A run of records
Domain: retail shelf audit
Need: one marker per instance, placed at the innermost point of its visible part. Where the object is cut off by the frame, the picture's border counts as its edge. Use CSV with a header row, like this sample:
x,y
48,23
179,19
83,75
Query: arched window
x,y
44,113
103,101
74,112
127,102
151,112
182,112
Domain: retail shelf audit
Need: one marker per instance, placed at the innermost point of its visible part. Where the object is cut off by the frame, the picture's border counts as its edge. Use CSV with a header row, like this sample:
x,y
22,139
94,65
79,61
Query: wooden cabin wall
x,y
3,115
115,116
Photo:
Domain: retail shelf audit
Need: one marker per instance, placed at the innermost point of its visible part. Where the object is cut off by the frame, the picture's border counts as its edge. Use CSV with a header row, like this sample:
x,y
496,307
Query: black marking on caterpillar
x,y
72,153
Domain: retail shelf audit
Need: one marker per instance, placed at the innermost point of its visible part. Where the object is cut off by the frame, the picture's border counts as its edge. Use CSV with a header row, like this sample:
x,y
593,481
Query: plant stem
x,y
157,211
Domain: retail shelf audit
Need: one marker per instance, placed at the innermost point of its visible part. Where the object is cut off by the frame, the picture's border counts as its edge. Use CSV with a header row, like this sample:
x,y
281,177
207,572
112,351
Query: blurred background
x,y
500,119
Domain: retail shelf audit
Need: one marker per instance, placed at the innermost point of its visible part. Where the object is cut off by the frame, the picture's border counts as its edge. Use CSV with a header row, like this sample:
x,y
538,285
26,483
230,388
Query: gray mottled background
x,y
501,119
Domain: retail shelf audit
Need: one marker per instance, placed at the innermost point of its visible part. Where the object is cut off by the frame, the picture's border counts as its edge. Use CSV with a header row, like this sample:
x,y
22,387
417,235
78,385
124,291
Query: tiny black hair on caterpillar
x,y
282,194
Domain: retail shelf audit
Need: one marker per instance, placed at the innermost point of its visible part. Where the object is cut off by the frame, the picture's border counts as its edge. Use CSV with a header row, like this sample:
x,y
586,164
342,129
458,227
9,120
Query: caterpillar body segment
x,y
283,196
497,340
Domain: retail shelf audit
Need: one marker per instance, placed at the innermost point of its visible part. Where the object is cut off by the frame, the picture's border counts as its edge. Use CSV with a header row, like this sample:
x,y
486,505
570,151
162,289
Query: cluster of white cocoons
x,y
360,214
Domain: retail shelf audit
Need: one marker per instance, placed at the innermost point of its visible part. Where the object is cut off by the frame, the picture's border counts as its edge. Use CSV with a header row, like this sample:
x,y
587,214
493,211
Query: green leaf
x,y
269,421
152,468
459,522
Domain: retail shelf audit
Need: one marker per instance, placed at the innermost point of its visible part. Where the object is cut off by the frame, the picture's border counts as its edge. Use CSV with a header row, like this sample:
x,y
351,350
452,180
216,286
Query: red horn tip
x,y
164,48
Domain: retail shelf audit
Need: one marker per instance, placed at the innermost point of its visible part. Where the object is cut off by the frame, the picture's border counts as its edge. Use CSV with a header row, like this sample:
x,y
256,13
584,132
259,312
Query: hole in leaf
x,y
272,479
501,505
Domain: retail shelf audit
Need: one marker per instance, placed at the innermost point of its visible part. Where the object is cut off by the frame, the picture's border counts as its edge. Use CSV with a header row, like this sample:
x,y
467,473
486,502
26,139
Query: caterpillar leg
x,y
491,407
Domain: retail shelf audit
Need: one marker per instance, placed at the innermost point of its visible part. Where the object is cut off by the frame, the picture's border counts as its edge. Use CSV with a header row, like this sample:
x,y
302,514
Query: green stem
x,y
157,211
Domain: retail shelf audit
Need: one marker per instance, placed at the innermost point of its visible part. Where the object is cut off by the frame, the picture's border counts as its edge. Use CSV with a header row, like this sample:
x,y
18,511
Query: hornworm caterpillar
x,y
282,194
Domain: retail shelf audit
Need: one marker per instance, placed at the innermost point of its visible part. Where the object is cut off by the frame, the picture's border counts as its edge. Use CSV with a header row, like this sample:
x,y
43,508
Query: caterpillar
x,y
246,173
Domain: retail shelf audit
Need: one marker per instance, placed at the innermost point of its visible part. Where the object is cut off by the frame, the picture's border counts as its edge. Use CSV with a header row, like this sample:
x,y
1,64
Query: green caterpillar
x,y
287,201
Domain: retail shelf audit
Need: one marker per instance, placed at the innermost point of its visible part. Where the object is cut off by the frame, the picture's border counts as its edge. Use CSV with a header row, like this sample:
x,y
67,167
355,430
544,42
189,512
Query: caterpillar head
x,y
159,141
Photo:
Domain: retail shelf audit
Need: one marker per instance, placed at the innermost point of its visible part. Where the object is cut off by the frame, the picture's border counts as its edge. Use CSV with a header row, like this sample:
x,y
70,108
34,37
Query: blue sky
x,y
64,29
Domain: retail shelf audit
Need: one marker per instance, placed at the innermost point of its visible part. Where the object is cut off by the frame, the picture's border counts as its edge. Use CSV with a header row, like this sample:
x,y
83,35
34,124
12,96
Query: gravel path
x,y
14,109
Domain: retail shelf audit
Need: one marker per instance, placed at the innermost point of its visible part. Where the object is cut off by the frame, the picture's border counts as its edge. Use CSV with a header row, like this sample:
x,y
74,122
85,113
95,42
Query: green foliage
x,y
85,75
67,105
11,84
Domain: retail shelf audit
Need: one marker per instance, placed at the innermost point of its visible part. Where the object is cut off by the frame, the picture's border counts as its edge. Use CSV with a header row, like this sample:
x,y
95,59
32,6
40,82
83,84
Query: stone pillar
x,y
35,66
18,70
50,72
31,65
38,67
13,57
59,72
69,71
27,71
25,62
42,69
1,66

_INSTRUCTIONS FOR THE TASK_: Count the lines of the records that contain the word "green", and reply with that number alone.

_WRITTEN ANSWER_: 4